What you need to do: Lines before the one containing "For each instance of the rigging" are excluded; reproduce that line and all lines after it in the entries below, exactly.

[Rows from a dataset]
:::

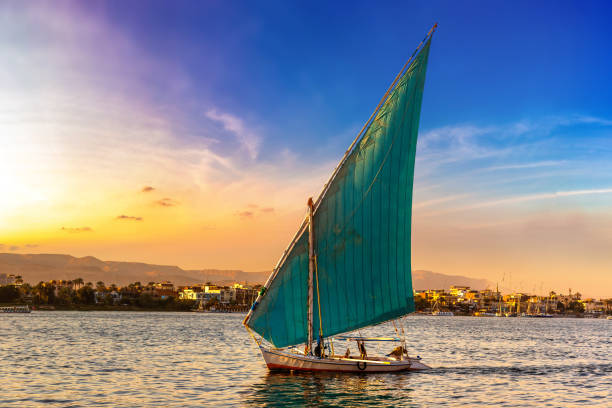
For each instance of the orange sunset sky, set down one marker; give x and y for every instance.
(129, 140)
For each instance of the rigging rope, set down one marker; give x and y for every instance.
(318, 299)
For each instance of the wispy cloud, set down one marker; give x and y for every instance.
(76, 230)
(128, 218)
(437, 201)
(166, 202)
(246, 137)
(522, 199)
(547, 163)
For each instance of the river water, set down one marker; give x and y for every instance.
(127, 359)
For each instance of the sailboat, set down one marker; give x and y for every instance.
(348, 266)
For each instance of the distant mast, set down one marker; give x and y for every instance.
(355, 241)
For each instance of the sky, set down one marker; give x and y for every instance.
(191, 133)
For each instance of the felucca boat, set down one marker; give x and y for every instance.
(348, 266)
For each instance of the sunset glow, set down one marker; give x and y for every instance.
(187, 146)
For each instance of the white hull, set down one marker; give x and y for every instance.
(284, 360)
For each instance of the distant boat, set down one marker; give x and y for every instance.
(15, 309)
(437, 312)
(348, 265)
(442, 313)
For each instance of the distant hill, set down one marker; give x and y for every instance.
(44, 267)
(432, 280)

:::

Answer in full:
For each instance of the rigging rope, set down one marker; give x and y for every instance.
(318, 299)
For each instance of the wispy cloud, set down one marker; give x and y for every instance.
(76, 230)
(128, 218)
(437, 201)
(166, 202)
(246, 137)
(522, 199)
(547, 163)
For each instance of the river water, set down one marker; give x and y for every instance.
(127, 359)
For each instance of the sailboat, set down one marker; give x and y for every instance.
(348, 266)
For each instance of the distant mast, set down one marker; give x and y for every instance.
(355, 241)
For each instance of the sky, set down one marker; give x and y for every instance.
(191, 133)
For each instance of the felucca boat, set down one marker; give x and y for every instance.
(348, 266)
For each instance of the sunset glow, set down one marker; give x and y for every instance.
(187, 146)
For each instance of the white hull, set down one marker; give x and y for every instance.
(284, 360)
For each instance of the distant boat, set down one marker; give x and y for every instance.
(15, 309)
(437, 312)
(348, 265)
(442, 313)
For each instance of the distant hill, set down one marker; give x and y for every instance.
(44, 267)
(432, 280)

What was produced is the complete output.